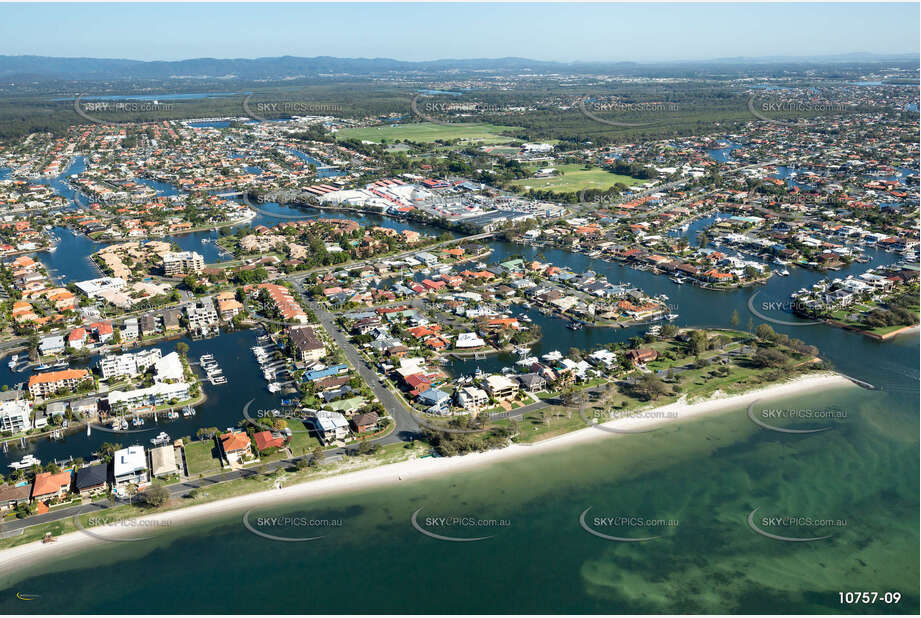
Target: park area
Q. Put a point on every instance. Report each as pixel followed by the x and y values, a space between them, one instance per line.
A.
pixel 429 132
pixel 574 177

TO DO: In your copy, include no pictures, but set down every record exactly.

RESULT OF THE TASK:
Target: park area
Q. Put a point on every instance. Report each as pixel followed by the x and y values, a space between them, one instance per line.
A.
pixel 429 132
pixel 574 177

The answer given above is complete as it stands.